Provided records: Begin

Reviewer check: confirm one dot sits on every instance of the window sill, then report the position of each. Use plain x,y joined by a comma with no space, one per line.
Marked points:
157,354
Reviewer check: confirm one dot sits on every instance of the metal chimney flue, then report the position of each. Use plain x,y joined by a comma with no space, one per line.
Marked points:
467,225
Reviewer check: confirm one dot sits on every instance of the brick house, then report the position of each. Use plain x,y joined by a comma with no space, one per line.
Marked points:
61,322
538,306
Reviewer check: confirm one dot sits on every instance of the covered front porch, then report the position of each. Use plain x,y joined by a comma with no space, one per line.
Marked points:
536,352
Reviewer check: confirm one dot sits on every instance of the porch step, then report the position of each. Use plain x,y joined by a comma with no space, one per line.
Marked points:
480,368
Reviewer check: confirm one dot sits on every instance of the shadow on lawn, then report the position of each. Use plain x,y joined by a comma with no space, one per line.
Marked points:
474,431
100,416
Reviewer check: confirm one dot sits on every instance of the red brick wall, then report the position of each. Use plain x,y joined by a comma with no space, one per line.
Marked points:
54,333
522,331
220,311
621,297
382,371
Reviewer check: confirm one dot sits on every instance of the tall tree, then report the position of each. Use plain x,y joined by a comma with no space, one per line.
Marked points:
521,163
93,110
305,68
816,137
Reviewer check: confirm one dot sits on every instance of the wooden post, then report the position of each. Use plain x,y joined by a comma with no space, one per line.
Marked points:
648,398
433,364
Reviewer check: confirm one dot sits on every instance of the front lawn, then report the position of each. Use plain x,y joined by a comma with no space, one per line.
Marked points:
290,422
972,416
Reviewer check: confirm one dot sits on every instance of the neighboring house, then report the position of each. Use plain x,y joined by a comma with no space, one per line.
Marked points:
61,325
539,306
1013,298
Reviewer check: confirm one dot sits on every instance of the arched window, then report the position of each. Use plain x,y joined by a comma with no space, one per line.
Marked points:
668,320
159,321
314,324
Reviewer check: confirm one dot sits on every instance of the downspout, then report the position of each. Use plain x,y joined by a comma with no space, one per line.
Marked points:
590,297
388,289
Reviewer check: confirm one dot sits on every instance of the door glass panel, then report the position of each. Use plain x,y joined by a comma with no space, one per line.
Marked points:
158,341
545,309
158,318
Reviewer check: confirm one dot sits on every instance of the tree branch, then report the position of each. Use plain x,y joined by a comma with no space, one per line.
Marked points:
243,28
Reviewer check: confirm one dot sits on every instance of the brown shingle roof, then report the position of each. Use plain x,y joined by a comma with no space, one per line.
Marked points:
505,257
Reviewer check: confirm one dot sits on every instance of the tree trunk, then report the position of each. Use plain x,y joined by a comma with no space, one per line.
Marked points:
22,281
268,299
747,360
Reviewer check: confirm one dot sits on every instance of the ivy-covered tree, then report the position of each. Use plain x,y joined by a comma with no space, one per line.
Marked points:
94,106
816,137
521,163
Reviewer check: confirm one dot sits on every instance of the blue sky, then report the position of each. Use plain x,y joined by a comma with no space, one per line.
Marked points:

Provided records: End

> **Aim of the exercise**:
When a line contains the string "window", copy it from the records.

> **Exercise output**:
Reviewer check: confirm one dot sits on every instance of the window sill, then report the position of each. Use plain x,y joined by a comma with no space, one per line.
Reviewer check: confirm one dot sits on every instance of the arched window, then report the position of each. Use plain x,y joined by a comma with no space, one per line.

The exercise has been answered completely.